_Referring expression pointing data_
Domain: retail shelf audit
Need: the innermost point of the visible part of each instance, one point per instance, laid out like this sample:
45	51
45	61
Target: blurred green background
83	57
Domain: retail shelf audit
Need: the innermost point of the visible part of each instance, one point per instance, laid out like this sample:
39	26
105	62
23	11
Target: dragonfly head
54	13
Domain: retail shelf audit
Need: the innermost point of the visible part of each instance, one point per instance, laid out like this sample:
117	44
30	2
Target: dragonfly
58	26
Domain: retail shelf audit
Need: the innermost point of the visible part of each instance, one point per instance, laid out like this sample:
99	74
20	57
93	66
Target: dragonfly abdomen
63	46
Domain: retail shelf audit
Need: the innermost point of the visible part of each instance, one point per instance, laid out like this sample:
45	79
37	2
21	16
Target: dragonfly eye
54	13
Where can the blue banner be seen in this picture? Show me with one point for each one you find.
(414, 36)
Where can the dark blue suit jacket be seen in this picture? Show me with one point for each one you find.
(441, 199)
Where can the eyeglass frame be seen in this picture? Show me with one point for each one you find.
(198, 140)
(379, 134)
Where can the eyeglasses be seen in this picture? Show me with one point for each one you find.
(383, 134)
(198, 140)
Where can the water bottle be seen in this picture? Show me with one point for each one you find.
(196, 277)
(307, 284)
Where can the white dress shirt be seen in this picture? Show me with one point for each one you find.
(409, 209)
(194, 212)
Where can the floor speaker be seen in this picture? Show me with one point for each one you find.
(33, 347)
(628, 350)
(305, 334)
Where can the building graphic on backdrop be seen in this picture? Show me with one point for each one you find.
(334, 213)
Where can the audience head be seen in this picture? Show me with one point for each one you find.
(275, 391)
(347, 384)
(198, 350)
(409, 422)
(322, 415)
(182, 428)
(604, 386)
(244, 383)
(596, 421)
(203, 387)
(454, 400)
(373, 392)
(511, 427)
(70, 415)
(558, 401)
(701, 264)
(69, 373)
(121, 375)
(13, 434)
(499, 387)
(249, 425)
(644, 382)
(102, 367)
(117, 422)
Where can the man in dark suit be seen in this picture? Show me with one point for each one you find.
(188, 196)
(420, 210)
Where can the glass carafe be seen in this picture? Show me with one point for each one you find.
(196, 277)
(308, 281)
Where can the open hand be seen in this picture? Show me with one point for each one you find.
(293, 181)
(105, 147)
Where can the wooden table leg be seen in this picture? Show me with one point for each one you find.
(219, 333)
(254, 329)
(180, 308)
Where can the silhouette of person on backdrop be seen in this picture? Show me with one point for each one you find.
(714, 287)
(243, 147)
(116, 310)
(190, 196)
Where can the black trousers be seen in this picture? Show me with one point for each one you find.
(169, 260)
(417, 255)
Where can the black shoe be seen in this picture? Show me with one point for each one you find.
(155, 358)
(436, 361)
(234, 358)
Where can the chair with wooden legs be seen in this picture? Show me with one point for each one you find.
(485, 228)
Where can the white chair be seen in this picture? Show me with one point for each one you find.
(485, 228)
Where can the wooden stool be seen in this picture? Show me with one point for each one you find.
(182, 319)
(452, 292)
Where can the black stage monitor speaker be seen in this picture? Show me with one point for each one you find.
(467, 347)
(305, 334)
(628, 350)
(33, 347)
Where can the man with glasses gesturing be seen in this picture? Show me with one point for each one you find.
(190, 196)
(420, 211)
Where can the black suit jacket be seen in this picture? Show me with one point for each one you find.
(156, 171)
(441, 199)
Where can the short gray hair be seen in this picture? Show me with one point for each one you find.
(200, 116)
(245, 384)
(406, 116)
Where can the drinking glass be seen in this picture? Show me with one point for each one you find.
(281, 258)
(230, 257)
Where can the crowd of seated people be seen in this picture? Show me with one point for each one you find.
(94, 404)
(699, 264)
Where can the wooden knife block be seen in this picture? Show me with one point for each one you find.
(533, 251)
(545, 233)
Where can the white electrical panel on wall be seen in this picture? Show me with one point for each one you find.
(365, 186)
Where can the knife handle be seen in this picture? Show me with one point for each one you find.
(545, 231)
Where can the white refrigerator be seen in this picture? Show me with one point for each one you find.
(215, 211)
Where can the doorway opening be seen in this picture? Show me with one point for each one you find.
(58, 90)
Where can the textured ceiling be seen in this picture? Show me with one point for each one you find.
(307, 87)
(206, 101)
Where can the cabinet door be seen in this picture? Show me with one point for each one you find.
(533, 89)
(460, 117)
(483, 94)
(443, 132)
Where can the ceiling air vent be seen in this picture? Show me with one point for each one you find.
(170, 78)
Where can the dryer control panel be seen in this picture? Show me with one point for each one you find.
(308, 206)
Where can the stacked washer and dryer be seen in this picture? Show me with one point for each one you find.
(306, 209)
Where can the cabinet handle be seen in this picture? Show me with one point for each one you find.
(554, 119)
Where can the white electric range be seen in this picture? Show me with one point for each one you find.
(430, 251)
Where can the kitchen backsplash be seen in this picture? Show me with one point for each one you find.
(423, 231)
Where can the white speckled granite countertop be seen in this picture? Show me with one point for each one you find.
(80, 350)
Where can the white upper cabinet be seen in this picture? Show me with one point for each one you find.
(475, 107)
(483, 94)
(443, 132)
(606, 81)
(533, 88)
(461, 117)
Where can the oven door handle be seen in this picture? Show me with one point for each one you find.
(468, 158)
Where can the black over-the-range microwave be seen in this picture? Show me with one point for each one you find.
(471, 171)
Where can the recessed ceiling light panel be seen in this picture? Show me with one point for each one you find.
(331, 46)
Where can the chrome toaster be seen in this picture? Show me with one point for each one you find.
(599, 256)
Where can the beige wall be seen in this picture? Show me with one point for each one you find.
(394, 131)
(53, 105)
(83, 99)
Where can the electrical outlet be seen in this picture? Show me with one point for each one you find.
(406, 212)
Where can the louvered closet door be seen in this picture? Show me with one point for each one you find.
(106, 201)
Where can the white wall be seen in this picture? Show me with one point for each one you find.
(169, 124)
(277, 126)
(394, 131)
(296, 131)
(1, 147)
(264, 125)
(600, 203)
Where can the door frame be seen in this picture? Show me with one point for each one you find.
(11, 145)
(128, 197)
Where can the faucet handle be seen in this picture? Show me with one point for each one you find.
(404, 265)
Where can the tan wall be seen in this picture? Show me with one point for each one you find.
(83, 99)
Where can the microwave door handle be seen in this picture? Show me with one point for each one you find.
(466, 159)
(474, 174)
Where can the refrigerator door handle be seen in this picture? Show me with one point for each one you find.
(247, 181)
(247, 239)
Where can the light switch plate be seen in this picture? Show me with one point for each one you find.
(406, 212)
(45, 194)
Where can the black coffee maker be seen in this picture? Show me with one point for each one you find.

_What the task requires_
Set every entry down once more, exactly as written above.

_Response_
Domain: retail shelf audit
Need: the innermost point of the visible part of each instance, one point per instance, laid out like this sample:
45	51
45	61
Target: blurred green background
83	57
Domain: retail shelf audit
Need: the innermost point of the visible part of each instance, one point per instance, laid out like this sample:
39	26
105	62
23	11
Target: dragonfly head
54	13
Domain: retail shelf audit
Need: the innermost point of the visible part of each instance, one point per instance, laid out like this sample:
117	44
30	2
Target: dragonfly
58	26
Domain: retail shelf audit
Need: the innermost point of the visible part of each instance, one point per instance, laid out like this sample:
99	74
20	57
93	66
Target: dragonfly abdomen
63	46
Domain: retail shelf audit
Need: the innermost point of the visible part of each instance, one point per instance, laid out like this sample:
45	79
37	2
21	16
Target: dragonfly eye
54	13
Where can the blue banner be seen in this picture? Show me with one point for each one you find.
(414, 36)
Where can the dark blue suit jacket be seen in this picture? Show me with one point for each one you find.
(441, 199)
Where can the eyeglass frame be seen in this picture? Show me with one point for each one you find.
(198, 140)
(379, 134)
Where can the eyeglasses be seen in this picture? Show me with one point for each one you find.
(383, 134)
(198, 140)
Where can the water bottle be seen in this picture? Show me with one point for each one you find.
(196, 277)
(307, 284)
Where can the white dress shirt be seen in this picture? Show me with one point for each one you find.
(409, 209)
(194, 212)
Where can the floor speaker be seen in this picture? Show me with one point for each one you find.
(33, 347)
(628, 350)
(305, 334)
Where can the building graphic on backdrop be seen in this picture? Show me with one point for each one you find.
(334, 213)
Where can the audience head be seen in this picture? Show me with one point for each one you find.
(275, 391)
(347, 384)
(198, 350)
(409, 422)
(322, 415)
(182, 428)
(604, 386)
(244, 383)
(596, 421)
(203, 387)
(454, 400)
(373, 392)
(511, 427)
(70, 415)
(558, 401)
(701, 264)
(69, 373)
(121, 375)
(13, 434)
(499, 387)
(249, 425)
(644, 382)
(102, 367)
(117, 422)
Where can the man in dark suit be seen in this picture? Show me with one point for each one you find.
(188, 196)
(420, 210)
Where can the glass carafe be seen in this picture? Show me with one point for each one you find.
(196, 277)
(308, 281)
Where can the open hand be seen in this picture? Show me with one point for each one you find.
(293, 181)
(105, 147)
Where can the wooden table leg be seen in this picture? Show me with one point for each one you find.
(219, 333)
(254, 329)
(180, 308)
Where can the silhouette of person on backdrop be seen in this picture? Show me with one point for each one you find.
(714, 287)
(243, 147)
(116, 310)
(190, 196)
Where can the black trousers be seen in this picture? Show me with one point for each one you find.
(169, 260)
(417, 255)
Where can the black shoe be seen in this picture? Show me with one point for each one you find.
(155, 358)
(436, 361)
(234, 358)
Where can the chair with wooden legs be seen in this picture? Show me with one point for each one you find.
(485, 228)
Where can the white chair be seen in this picture? Show me with one point for each one you find.
(485, 228)
Where can the wooden stool be seen in this picture? Show me with one point for each one you find.
(182, 319)
(452, 292)
Where can the black stage monitor speaker be seen in this picture? Show me with one point for each one you find.
(467, 347)
(305, 334)
(628, 350)
(33, 347)
Where can the man with glasses gesturing be seen in this picture? Show me with one point for each one you find.
(190, 196)
(420, 211)
Where can the black suit jacket be seen in this picture? Show me with one point for each one you find.
(156, 171)
(441, 199)
Where can the short gray hair be seen in this picture? Show me with one point for each one you find.
(200, 116)
(245, 384)
(406, 116)
Where can the drinking glass be seen in this picture? Show me with one point for each one you find.
(281, 258)
(230, 257)
Where can the crowd of seated people be seen in this picture? Show me with one point for each one you find.
(94, 404)
(699, 264)
Where can the wooden knife block be seen in this picture? Show me with one point for each one you find.
(533, 251)
(545, 233)
Where can the white electrical panel on wall be seen in this picture? Show me with one point for each one you find.
(365, 186)
Where can the knife handle be seen in this picture? Show me with one point for each one you find.
(545, 231)
Where can the white refrigerator be seen in this picture? Show me with one point for each one you find.
(215, 211)
Where can the doorway opening be seen in this picture? Show me with one point for each one you find.
(58, 90)
Where can the textured ceiling be seen in this picture? Show me with one point for each one you find.
(307, 87)
(206, 101)
Where can the cabinet door be seen in this picture? Show me with one point for each one you find.
(533, 89)
(460, 117)
(483, 94)
(443, 132)
Where can the ceiling air vent be seen in this picture? Show me with one point for each one you find.
(170, 78)
Where can the dryer control panel be seen in this picture? Show me with one point for each one you find.
(308, 206)
Where can the stacked washer and dryer be seen in this picture? Show me with one point for each one you find.
(306, 209)
Where can the cabinet handle be seen in this picture? Show me with one point for each one you find.
(554, 119)
Where can the white electric range be seen in this picture? Show me with one point for each one you find.
(430, 251)
Where can the kitchen backsplash be seen in this picture? Show me with one point for each one you find.
(423, 231)
Where can the white speckled granite countertop be seen in this picture? Show me with one point for each one you find.
(80, 350)
Where can the white upper cabinet be seen in this picture? Show me with one point for each one you find.
(475, 107)
(483, 94)
(443, 132)
(606, 81)
(533, 88)
(461, 117)
Where can the oven door handle be seen in this picture? Show me with one point for each one you find.
(468, 158)
Where can the black over-the-range microwave be seen in this picture? Show me with one point for each one you find.
(471, 171)
Where can the recessed ceiling light panel be seen in this picture? Show me with one point for each one you find.
(331, 46)
Where can the chrome toaster be seen in this picture? Show me with one point for each one you find.
(599, 256)
Where can the beige wall be seen in this picture? Show me with one point for each one you find.
(394, 131)
(53, 105)
(83, 99)
Where can the electrical outlet be seen in this picture? Show me with one point for each one you find.
(406, 212)
Where can the louvered closet door be seen in this picture? Show me with one point for each one you find.
(106, 201)
Where can the white wall be seen in this picture? Show me with one point for each one you find.
(169, 124)
(277, 126)
(394, 131)
(296, 131)
(1, 147)
(264, 125)
(600, 203)
Where can the door frame be seen in this picture? Show me with one point for each one you find.
(11, 145)
(128, 197)
Where can the faucet handle be seen in this picture? Show me with one point for each one you find.
(404, 265)
Where can the tan wall be seen in this picture? Show me with one point for each one you find.
(83, 99)
Where can the microwave door handle be seen in this picture? Show me with one point for each one you find.
(466, 159)
(474, 174)
Where can the refrigerator door handle be seen in this picture? Show me with one point for each one you find.
(247, 181)
(247, 239)
Where can the light switch plate be seen in this picture? Show me with one point for each one you find.
(406, 212)
(45, 194)
Where can the black coffee maker be seen in this picture? Show me with one point for each one you find.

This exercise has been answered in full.